**What to work on**
1. Repeat the hinge loss text word for word, starting at "Can we summarize" and ending at "ax.plot(error, loss)".
2. In the hinge loss text, what is the name "hinge loss" said to come from?
3. Pick up the hinge loss text after its final sentence and carry it forward.
— Begin Text provided —
How can we ignore errors up to a certain threshold? For example, let’s write code that ignores absolute errors that are less than 1.0:

In [11]:

an_error = .75
abs_error = abs(an_error)
if abs_error < 1.0:
    the_loss = 0.0
else:
    the_loss = abs_error
print(the_loss)
0.0

Now we are going to get fancy. Pay close attention. We can rewrite that with some clever mathematics. Here’s our strategy:

  1. Subtract the threshold value from the absolute error.

  2. If the result is is bigger than zero, keep it. Otherwise, take zero instead.

In [12]:

an_error = 0.75
adj_error = abs(an_error) - 1.0
if adj_error < 0.0:
    the_loss = 0.0
else:
    the_loss = adj_error
print(the_loss)
0.0

Can we summarize that with a single mathematical expression? Look at what happens based on adjusted error. If adj_error < 0.0, we get 0. If adj_error >= 0.0, we get adj_error. Together, those two outcomes are equivalent to taking the bigger value of adj_error or 0. We can do that like:

In [13]:

error = np.linspace(-4, 4, 100)

# here, we ignore errors up to 1.0 by taking bigger value
loss = np.maximum(np.abs(error) - 1.0,
                  np.zeros_like(error))

fig, ax = plt.subplots(1,1,figsize=(4,3))
ax.plot(error, loss)

ax.set_xlabel("Raw Error")
ax.set_ylabel("Hinge Loss");
A graph compares raw error against hinge loss.

Mathematically, we encode it like this: loss = max(|error| – threshold, 0). Let’s take one more second to deconstruct it. First, we subtract the amount of error we are willing to ignore from the raw error. If it takes us to a negative value, then maxing against zero will throw it out. For example, if we have an absolute error of .5 (from a raw error of .5 or –.5) and we subtract 1, we end up with an adjusted error of –1.5. Maxing with 0, we take the 0. We’re left with zero—no cost. If you squint your eyes a bit, and turn your head sideways, you might be able to see a pair of doors with hinges at the kinks in the prior graph. That’s where the name for the hinge loss comes from. When we apply the hinge loss around a known target, we get a band where we don’t care about small differences.
— End Text provided —
— Begin Records —
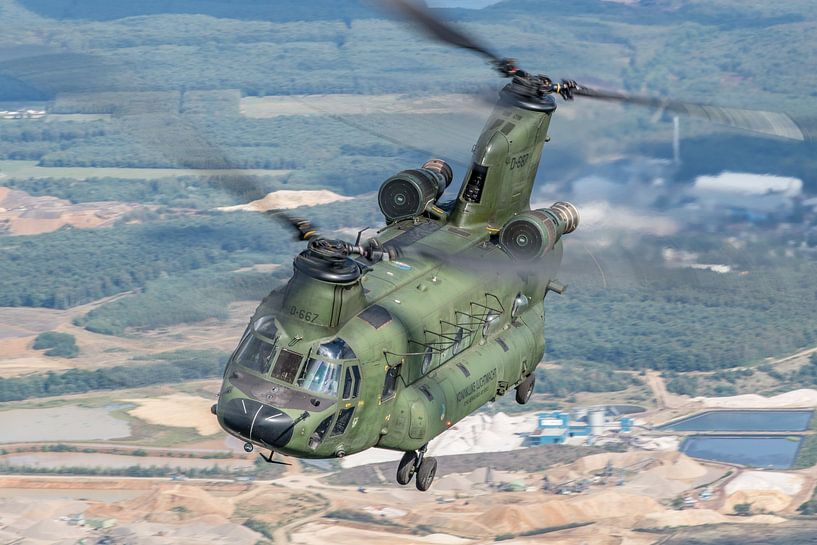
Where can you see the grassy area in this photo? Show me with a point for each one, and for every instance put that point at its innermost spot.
(175, 367)
(57, 344)
(540, 531)
(186, 298)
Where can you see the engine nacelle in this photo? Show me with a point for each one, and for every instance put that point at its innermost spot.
(408, 193)
(533, 233)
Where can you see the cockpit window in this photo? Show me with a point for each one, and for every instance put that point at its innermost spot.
(258, 345)
(286, 367)
(255, 354)
(336, 349)
(265, 326)
(320, 377)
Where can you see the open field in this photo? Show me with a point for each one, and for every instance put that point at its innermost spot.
— End Records —
**Responses by task**
1.
Can we summarize that with a single mathematical expression? Look at what happens based on adjusted error. If adj_error < 0.0, we get 0. If adj_error >= 0.0, we get adj_error. Together, those two outcomes are equivalent to taking the bigger value of adj_error or 0. We can do that like:

In [13]:

error = np.linspace(-4, 4, 100)

# here, we ignore errors up to 1.0 by taking bigger value
loss = np.maximum(np.abs(error) - 1.0,
                  np.zeros_like(error))

fig, ax = plt.subplots(1,1,figsize=(4,3))
ax.plot(error, loss)

2. It comes from the kinks in the graph, which look like a pair of doors with hinges.

3.
In [14]:

threshold = 2.5

xs = np.linspace(-5,5,100)
ys_true = 3 * xs + 2

fig, ax = plt.subplots(1,1,figsize=(4,3))
ax.plot(xs, ys_true)
ax.fill_between(xs, ys_true-threshold, ys_true+threshold,
                color=(1.0,0,0,.25))

ax.set_xlabel('Input Feature')
ax.set_ylabel('Output Target');
A graph compares the input feature against the output target.

Now, imagine that instead of knowing the relationship (the blue line above), we only have some data that came from noisy measurements around that true line:

In [15]:

threshold = 2.5

xs = np.linspace(-5,5,100)
ys = 3 * xs + 2 + np.random.normal(0, 1.5, 100)
fig, ax = plt.subplots(1,1,figsize=(4,3))
ax.plot(xs, ys, 'o',  color=(0,0,1.0,.5))
ax.fill_between(xs, ys_true - threshold, ys_true + threshold,
                color=(1.0,0,0,.25));
A graph compares the input feature against the output target.

We might consider many potential lines to fit this data. However, the band around the central line captures most of the noise in the data and throws all of those small errors out. The coverage of the band is close to perfect—there are only a few points out of 100 that have enough of a mistake to matter. Admittedly, we cheated when we drew this band: we based it on information (the true line) that we normally don’t have available. The central line may remind you of the maximum margin separator in SVCs.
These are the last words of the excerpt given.